■ THE TASK
Lay out the listing as a numbered list, leaving out blank lines: begin at its first line and stop after the line that contains "box: [140, 95, 415, 118]".

■ INFORMATION GIVEN
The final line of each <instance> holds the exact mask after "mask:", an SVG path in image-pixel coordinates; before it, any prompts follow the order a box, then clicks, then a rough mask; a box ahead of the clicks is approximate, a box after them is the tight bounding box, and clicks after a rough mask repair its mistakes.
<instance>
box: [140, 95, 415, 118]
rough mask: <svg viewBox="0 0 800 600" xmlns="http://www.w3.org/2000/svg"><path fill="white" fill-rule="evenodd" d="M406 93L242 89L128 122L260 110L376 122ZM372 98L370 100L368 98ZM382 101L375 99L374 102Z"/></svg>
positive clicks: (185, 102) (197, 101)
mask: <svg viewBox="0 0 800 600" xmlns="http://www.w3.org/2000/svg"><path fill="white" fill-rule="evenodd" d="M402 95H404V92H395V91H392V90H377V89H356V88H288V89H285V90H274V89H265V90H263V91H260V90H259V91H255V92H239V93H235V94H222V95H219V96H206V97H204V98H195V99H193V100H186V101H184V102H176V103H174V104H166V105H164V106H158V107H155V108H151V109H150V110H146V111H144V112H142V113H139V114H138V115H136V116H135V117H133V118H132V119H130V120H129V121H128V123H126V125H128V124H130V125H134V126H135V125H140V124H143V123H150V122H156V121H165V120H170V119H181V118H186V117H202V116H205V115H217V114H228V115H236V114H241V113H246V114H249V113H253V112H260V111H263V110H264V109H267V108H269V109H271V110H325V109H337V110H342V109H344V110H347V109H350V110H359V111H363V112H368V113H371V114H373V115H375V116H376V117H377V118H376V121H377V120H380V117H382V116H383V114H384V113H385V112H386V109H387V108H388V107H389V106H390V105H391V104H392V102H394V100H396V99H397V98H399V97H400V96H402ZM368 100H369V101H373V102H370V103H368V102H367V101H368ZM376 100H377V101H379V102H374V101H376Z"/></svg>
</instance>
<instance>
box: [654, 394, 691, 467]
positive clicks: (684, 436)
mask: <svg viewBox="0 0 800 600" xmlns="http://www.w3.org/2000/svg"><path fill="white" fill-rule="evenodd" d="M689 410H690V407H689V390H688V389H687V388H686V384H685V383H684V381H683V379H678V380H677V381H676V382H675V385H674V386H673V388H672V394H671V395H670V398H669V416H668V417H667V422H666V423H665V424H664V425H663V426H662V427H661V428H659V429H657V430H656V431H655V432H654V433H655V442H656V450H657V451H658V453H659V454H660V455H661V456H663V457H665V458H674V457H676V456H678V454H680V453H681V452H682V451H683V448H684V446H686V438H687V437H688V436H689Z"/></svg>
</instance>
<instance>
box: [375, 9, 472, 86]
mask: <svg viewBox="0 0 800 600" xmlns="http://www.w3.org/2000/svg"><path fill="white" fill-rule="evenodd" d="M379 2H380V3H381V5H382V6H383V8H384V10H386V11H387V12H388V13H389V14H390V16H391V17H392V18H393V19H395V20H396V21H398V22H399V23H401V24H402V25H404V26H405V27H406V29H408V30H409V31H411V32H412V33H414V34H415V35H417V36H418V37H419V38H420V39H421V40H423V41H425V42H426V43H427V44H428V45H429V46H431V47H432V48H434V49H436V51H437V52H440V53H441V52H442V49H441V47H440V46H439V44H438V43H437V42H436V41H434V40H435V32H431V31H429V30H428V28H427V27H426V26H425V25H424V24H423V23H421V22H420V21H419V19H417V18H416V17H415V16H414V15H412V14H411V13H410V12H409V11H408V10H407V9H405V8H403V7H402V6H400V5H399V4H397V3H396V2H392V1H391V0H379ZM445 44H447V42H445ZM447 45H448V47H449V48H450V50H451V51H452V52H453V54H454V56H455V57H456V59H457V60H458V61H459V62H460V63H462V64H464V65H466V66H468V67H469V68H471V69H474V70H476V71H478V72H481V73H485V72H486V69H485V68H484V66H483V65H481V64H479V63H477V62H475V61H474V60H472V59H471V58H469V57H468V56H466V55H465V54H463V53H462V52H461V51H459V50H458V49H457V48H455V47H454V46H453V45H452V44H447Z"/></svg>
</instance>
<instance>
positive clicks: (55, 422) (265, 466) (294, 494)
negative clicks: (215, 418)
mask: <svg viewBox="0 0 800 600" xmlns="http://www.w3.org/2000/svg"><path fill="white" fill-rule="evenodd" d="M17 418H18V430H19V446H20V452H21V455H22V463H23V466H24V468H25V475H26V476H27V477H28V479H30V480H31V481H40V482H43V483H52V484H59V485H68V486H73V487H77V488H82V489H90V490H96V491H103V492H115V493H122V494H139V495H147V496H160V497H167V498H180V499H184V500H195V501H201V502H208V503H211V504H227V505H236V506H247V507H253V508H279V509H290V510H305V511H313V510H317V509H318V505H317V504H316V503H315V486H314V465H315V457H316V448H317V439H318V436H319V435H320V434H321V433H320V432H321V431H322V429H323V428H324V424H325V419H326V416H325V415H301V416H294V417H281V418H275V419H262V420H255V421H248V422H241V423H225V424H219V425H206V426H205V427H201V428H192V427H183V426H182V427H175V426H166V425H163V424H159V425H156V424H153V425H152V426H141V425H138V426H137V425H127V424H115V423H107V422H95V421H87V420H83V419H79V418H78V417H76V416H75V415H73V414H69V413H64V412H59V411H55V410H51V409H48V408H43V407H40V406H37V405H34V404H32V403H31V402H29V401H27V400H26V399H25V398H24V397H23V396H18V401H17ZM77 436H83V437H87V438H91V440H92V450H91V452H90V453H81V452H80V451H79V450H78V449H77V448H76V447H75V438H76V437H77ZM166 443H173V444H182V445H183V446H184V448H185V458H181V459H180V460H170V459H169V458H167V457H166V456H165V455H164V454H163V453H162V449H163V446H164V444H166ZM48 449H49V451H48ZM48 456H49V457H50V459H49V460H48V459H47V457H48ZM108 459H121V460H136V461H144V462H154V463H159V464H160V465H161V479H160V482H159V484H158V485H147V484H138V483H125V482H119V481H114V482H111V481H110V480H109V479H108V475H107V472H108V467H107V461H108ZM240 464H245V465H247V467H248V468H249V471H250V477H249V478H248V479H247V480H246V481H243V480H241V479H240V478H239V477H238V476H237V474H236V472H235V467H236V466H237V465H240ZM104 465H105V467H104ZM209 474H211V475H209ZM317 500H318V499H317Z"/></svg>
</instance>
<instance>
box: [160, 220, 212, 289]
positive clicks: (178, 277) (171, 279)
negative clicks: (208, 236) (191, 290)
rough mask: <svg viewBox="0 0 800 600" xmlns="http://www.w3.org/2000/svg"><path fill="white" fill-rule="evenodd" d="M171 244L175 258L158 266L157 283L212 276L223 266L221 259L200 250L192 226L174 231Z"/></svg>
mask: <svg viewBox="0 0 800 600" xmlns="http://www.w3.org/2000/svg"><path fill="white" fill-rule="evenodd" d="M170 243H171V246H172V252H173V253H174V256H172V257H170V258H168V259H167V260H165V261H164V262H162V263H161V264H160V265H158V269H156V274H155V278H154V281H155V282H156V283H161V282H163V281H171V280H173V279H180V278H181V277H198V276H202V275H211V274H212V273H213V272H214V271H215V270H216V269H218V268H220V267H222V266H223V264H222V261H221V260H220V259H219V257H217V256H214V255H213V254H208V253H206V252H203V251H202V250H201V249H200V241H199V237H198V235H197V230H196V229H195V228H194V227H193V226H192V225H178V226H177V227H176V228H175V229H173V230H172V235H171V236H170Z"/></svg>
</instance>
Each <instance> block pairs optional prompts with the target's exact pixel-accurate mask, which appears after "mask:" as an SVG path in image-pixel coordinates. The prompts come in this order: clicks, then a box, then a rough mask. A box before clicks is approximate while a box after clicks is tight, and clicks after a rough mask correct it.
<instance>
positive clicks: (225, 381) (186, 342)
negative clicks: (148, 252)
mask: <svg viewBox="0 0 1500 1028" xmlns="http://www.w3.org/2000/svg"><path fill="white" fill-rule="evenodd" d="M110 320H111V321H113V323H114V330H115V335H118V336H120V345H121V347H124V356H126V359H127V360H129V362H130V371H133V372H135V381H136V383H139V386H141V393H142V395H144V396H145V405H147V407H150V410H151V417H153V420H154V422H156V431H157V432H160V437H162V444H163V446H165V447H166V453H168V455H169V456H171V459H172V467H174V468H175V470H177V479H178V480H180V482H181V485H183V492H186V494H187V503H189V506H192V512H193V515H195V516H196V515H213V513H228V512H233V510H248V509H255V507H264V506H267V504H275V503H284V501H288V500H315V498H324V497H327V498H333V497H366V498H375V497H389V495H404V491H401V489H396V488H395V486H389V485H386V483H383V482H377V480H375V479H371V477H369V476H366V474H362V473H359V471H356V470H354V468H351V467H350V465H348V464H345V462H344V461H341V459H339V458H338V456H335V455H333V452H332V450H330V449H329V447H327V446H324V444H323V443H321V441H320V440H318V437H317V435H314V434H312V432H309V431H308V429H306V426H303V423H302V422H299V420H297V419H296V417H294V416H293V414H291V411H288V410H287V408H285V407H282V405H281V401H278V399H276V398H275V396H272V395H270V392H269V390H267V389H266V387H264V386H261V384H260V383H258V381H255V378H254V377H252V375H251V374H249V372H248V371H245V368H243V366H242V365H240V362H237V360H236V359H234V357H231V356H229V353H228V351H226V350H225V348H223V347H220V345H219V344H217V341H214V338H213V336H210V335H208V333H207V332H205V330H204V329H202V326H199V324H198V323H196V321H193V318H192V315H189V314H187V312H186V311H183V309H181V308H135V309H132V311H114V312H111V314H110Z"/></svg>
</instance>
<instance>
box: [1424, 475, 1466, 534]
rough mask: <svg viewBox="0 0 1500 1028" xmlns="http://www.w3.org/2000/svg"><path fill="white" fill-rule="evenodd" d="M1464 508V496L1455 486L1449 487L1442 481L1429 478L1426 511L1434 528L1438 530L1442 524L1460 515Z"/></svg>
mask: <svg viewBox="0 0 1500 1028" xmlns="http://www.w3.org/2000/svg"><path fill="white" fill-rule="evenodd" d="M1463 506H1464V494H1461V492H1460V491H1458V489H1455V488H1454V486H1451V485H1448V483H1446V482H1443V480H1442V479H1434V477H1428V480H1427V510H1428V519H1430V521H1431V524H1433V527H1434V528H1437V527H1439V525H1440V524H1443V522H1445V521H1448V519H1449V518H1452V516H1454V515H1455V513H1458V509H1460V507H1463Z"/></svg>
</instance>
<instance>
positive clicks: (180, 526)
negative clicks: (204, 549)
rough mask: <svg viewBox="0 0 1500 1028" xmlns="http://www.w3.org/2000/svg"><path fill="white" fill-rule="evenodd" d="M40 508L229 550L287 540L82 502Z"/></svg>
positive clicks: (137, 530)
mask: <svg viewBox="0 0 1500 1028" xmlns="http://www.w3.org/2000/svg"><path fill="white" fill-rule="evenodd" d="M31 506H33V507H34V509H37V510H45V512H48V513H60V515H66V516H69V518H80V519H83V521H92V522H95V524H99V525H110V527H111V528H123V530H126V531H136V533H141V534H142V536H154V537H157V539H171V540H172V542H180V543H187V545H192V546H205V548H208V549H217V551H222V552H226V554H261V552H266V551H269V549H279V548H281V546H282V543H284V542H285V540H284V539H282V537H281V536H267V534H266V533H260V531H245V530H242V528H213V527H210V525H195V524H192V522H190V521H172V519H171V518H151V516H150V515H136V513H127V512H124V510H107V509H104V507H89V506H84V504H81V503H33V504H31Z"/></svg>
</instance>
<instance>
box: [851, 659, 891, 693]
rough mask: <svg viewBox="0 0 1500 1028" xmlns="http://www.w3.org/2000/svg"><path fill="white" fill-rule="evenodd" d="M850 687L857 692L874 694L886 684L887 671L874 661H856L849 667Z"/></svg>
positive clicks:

■ ANSWER TO THE EXERCISE
1. The final line of each <instance> holds the exact mask after "mask:", an SVG path in image-pixel coordinates; before it, any prompts follow the order a box, then clicks, then a rough mask; a box ahead of the clicks is approximate, a box after them is the tight bounding box, and clicks after a rough mask repair its mistakes.
2. <instance>
3. box: [140, 95, 415, 118]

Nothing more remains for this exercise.